• EXTRAIT DU DOCUMENT:
"""
Cette réflexion sur The Legend of Zelda: Breath of Wild implique de dévoiler des éléments critiques du scénario. N'allez pas plus loin si vous souhaitez vous garder la surprise du jeu.

Soixante-dix ans après la fin de la Seconde Guerre Mondiale, nous avons largement pu mesurer l’ampleur du traumatisme qu’a représenté les bombardements d’Hiroshima et Nagasaki (6 et 9 août 1945) dans l’imaginaire collectif japonais. Sans polémiquer de notre côté occidental sur la justesse ou non de ces attaques, il n’en reste pas moins qu’une large partie de la production imaginaire japonaise fait écho à cet évènement. Que ce soit la chute d’une colonie spatiale sur Terre dans Gundam, l’explosion nucléaire fondatrice dans Akira ou les conséquences de la radioactivité dans Godzilla, le spectre du nucléaire destructeur rôde, là où au contraire la destruction massive est souvent salutaire du côté américain (je vous passe l’interminable liste où tout faire exploser à la bombe A est la solution à tous les problèmes. Je vous renvoie ici.)

Aujourd’hui, avec le souvenir de la Seconde Guerre Mondiale qui s’estompe, cessant d’être du vécu pour devenir de l’histoire, ce spectre de la catastrophe qui tendait à disparaître, va revenir sur le devant de la scène par le biais du séisme de mars 2011 et de ses deux conséquences directes, le tsunami et l’accident nucléaire de Fukushima Daiichi.
Ces évènements extrêmements traumatisants ont déjà trouvé un écho dans plusieurs productions japonaises récentes. Nommons ici à titre d’exemples, Shin Godzilla d’Hideaki Anno, critique contre un gouvernement décrit comme sclérosé, carriériste et incapable de s’adapter aux circonstances ou de montrer de l’empathie, ou Your Name de Makoto Shinkai dont le météore destructeur (sans bombe atomique américaine pour s’occuper de lui) évoque en tant que métaphore du tsunami (qui a fait 90% des victimes immédiates du séisme), la violence du deuil, la reconstruction (ici, d’un vécu) et à la toute fin, l’espoir.
"""
• À FAIRE:
(a) Affichez chaque ligne du listing qui contient la chaîne « sofa », en respectant la casse.
(b) Rédigez la suite de la réflexion sur Zelda et la catastrophe dans l'imaginaire japonais, en reprenant après sa dernière phrase.

• ENREGISTREMENTS DE DONNÉES:
"""
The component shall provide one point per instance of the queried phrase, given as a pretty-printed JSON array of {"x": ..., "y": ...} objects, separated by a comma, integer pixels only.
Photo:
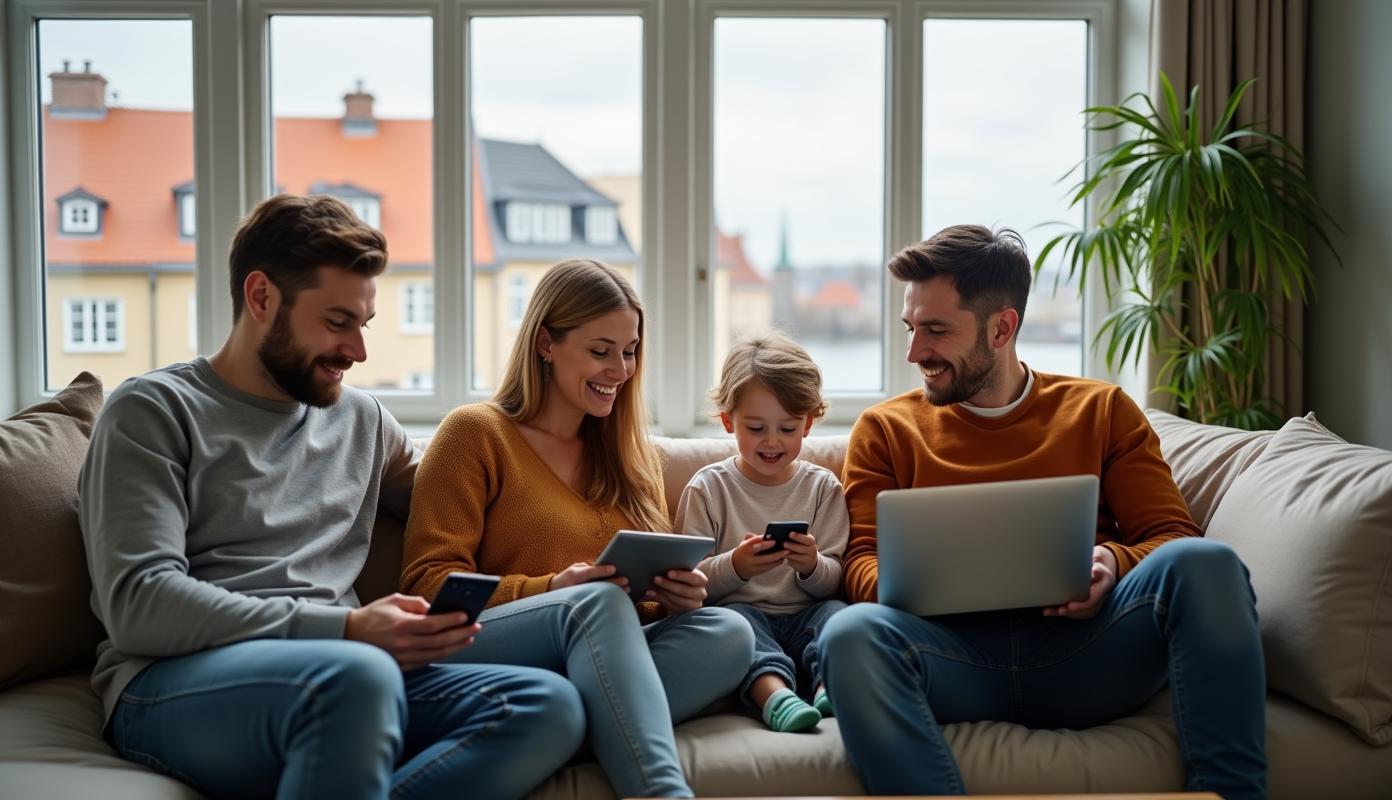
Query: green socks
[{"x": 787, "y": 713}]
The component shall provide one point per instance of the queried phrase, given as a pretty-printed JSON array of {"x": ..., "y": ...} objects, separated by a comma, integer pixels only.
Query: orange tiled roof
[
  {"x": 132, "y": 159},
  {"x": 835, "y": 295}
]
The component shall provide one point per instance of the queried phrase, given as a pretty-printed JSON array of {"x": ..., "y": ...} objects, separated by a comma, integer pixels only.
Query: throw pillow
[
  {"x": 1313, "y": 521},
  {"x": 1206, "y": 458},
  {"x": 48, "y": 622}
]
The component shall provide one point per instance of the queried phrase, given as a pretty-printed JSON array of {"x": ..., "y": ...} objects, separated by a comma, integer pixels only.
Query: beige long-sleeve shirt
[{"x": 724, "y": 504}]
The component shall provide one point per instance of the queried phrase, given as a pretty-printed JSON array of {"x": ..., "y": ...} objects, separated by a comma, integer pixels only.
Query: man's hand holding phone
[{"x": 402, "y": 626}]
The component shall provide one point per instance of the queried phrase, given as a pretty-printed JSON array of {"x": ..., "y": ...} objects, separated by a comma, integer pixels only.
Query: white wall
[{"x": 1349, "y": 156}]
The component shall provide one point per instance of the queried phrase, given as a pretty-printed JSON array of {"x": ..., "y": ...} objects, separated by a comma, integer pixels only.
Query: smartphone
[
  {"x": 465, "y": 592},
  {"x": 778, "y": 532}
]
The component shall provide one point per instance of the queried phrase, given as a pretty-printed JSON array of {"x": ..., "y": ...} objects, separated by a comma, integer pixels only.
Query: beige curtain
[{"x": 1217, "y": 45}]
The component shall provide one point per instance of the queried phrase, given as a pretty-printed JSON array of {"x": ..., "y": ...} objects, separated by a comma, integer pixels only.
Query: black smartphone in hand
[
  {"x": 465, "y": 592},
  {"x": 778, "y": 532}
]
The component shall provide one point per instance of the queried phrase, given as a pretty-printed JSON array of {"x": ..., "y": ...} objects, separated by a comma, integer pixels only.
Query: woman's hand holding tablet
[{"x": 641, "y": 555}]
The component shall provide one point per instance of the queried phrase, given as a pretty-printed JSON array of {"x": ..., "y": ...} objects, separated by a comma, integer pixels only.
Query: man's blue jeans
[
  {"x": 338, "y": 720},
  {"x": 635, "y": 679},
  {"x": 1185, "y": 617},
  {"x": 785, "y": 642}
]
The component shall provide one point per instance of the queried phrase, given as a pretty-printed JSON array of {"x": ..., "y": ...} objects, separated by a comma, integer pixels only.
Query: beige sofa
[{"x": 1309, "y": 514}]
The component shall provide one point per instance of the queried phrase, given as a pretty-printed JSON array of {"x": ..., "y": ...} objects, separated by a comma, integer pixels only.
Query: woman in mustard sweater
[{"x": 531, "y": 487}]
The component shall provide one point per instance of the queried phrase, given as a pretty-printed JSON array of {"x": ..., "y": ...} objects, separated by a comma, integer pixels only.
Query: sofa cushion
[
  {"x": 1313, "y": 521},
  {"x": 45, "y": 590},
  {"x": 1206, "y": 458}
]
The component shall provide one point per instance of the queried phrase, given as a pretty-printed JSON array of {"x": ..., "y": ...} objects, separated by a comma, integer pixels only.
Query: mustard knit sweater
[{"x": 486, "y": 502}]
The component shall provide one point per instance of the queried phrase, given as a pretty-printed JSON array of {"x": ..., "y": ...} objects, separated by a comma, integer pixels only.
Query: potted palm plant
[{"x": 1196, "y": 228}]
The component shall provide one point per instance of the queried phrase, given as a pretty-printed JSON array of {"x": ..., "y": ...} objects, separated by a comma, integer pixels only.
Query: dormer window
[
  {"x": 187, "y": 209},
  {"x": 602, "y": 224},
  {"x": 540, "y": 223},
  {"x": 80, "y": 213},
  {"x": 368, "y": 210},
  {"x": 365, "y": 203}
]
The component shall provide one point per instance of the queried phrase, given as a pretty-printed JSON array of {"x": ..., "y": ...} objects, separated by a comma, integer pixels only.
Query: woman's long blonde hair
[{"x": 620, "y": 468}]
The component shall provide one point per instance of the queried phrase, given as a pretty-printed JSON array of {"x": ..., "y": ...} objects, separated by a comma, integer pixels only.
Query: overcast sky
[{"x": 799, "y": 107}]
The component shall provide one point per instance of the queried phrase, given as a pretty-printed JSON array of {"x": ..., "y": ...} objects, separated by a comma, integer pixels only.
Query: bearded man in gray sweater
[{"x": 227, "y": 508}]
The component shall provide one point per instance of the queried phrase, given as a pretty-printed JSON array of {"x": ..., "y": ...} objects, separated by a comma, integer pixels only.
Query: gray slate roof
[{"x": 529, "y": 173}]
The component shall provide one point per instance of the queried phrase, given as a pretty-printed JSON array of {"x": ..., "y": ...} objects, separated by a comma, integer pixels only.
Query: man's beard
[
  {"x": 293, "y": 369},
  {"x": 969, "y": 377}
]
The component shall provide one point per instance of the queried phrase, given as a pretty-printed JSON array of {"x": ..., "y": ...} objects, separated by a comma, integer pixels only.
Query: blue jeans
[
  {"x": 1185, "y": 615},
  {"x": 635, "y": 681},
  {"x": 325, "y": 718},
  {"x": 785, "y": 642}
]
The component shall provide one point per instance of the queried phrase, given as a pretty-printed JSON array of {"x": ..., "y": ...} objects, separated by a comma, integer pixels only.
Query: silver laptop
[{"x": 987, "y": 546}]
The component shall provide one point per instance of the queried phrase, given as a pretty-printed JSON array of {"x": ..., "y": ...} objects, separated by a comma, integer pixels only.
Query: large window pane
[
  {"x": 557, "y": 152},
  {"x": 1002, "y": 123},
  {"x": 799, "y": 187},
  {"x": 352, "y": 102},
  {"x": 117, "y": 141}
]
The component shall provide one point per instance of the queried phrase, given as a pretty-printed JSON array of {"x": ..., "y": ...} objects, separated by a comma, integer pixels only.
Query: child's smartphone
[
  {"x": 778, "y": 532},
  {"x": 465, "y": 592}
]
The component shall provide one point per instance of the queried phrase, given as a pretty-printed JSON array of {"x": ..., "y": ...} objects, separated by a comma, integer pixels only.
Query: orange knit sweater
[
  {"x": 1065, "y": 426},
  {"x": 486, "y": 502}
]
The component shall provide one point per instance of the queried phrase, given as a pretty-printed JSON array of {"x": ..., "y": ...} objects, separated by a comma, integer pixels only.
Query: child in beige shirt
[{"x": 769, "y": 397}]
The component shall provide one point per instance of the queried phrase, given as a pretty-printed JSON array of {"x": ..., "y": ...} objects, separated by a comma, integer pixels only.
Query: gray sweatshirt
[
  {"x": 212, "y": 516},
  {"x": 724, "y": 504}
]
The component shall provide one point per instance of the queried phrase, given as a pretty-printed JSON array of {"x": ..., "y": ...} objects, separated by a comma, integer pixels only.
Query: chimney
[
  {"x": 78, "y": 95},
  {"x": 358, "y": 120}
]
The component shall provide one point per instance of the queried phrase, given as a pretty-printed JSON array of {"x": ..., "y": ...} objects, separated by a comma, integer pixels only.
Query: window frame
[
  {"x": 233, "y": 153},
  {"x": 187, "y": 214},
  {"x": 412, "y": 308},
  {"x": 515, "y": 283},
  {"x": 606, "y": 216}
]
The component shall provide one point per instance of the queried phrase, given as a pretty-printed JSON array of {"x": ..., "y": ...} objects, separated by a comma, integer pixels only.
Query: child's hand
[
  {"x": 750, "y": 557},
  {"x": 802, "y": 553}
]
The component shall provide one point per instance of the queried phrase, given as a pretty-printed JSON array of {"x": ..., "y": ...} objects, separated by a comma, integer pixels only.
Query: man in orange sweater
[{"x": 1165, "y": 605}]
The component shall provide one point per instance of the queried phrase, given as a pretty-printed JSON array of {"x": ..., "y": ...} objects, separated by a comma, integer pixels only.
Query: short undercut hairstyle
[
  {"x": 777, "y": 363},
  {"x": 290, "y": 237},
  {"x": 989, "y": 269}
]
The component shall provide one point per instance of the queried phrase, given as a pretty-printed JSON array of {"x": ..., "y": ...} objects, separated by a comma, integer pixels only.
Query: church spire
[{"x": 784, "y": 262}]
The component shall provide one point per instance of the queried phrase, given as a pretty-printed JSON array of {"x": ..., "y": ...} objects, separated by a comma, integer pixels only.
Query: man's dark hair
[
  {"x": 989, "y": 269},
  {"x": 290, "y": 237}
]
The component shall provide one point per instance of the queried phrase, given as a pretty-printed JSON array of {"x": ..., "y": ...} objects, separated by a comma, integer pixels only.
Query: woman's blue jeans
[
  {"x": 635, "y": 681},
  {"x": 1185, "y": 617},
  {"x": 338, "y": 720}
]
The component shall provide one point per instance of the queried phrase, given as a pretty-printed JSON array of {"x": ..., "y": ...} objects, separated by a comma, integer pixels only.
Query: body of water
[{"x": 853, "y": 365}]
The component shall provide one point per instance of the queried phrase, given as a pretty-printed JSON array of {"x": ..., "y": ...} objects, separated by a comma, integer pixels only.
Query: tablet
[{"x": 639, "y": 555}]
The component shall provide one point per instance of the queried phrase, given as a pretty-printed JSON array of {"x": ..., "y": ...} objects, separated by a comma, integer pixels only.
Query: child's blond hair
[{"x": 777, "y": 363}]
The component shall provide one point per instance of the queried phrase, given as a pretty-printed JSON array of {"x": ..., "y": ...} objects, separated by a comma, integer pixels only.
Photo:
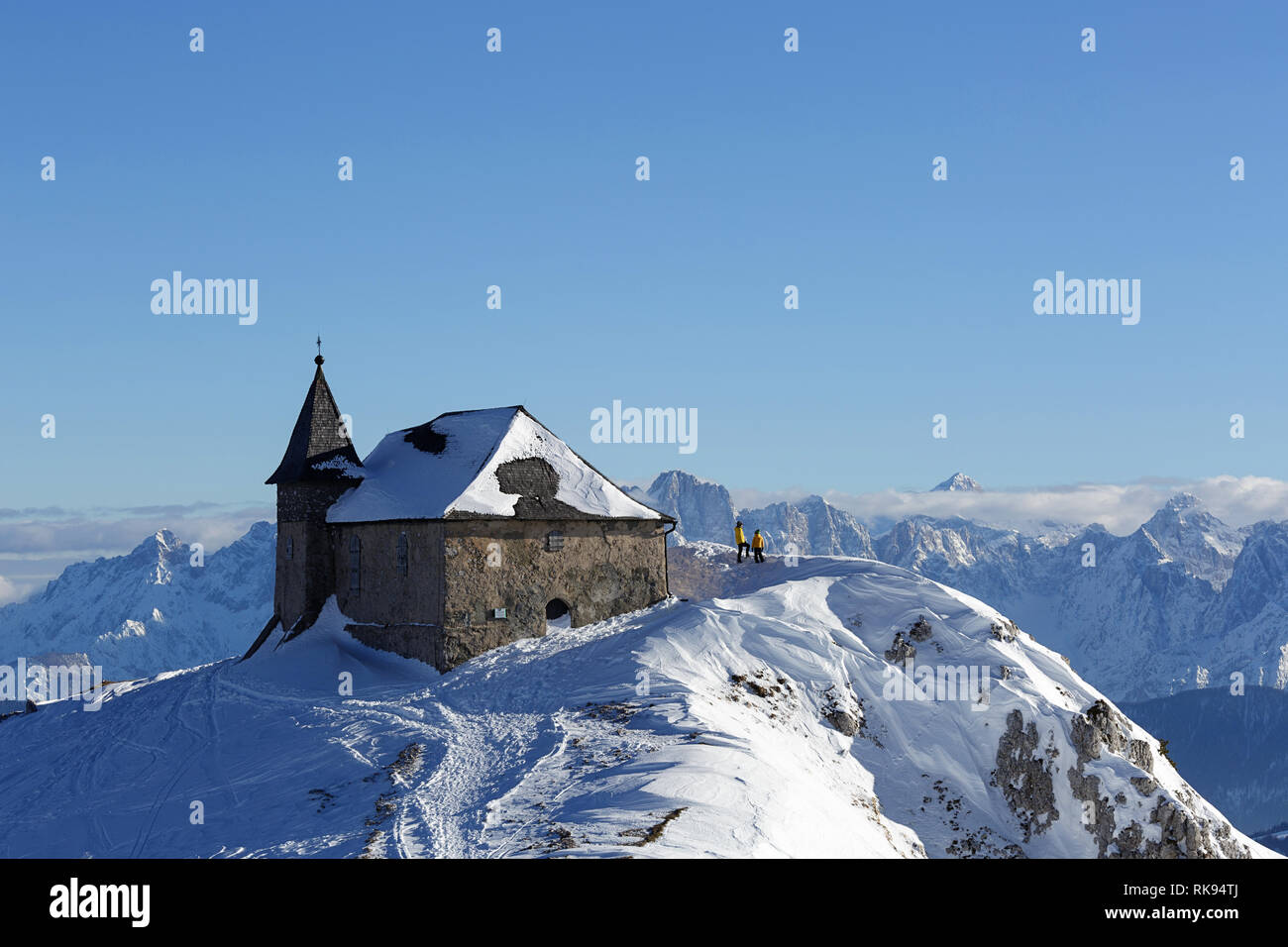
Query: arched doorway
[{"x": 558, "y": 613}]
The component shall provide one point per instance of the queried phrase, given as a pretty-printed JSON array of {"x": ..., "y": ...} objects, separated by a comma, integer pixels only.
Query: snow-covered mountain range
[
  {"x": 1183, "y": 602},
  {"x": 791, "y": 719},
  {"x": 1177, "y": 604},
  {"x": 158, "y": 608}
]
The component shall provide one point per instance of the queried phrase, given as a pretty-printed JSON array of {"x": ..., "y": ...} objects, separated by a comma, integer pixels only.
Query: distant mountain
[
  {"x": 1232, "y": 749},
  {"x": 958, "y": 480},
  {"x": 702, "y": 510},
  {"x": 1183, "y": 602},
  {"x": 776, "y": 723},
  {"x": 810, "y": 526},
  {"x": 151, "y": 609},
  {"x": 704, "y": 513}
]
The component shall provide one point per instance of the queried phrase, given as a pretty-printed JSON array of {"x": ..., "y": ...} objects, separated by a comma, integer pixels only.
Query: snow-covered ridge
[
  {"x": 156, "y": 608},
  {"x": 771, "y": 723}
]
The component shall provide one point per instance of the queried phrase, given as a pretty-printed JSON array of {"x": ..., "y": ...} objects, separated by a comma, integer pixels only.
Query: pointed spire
"""
• RÉSULTATS PAR CONSIGNE:
(a)
Query: beige sofa
Query: sofa cushion

(b)
 Ce que nous allons voir ici, je pense que vous vous en doutez en lisant ce titre, c’est comment The Legend of Zelda: Breath of the Wild s’inscrit dans cette optique, en exprimant à sa manière, avec les codes de l’univers d’Hyrule et le gameplay, le traumatisme du séisme de mars 2011 et de la catastrophe nucléaire qui a suivi.

The Legend of Zelda nous a habitué au réveil de Link comme point de départ de notre aventure.  Ici, c’est sur la vision d’un temple en ruine que notre héros ouvre les yeux après un long sommeil. Des lieux que l’on soupçonnait être pleins de vie il y a des dizaines (centaines?) d’années sont aujourd’hui désertés et laissés à quelques Moblins en maraude. Tout au plus croiserons-nous une piètre cabane au pied des montagnes nous laissant à peine de quoi nous reposer et nous nourrir.
Avant que l’aventure ne commence vraiment (et nous laisse voir plus de monde) Breath of the Wild nous pose en guise d’introduction/tutoriel un fragment d’Hyrule déserté et coupé du reste du monde (la paravoile sert à nous en échapper), dans lequel toutes constructions, toutes traces de civilisation ne sont que ruines abandonnées.

Dans Breath of the Wild, le puissant royaume d’Hyrule est détruit car Ganon a gagné. Alors que dans tous les autres jeux Zelda, il nous appartenait de combattre l’ennemi éternel pour l’empêcher de plonger Hyrule dans le chaos, ici il n’y a pour ainsi dire plus rien à faire.
Comme le tremblement de terre de 2011, l’arrivée de Ganon est une catastrophe (le jeu parle de Fléau) que les habitants vivent comme une fatalité avec laquelle ils doivent désormais s'accommoder. La tempête est passée, brutale, impitoyable, et il s’agit maintenant pour les survivants de reconstruire.

L’Hyrule de Breath of the Wild fait écho au Japon d’après la catastrophe de 2011. Les morts, on les devine nombreux. Il n’y a qu'à s’approcher de la Citadelle pour avoir un aperçu de la gravité des destructions. Nintendo oblige, la violence est somme toute mesurée. Mais mon expérience sur ce jeu est néanmoins marquée par la présence, sans indication écrite de PNJ ou autre, des diligences détruites au bord des routes et surtout par ma première rencontre avec un sorcier équipé d’une baguette de feu, qui dansait autour d’une maison calcinée.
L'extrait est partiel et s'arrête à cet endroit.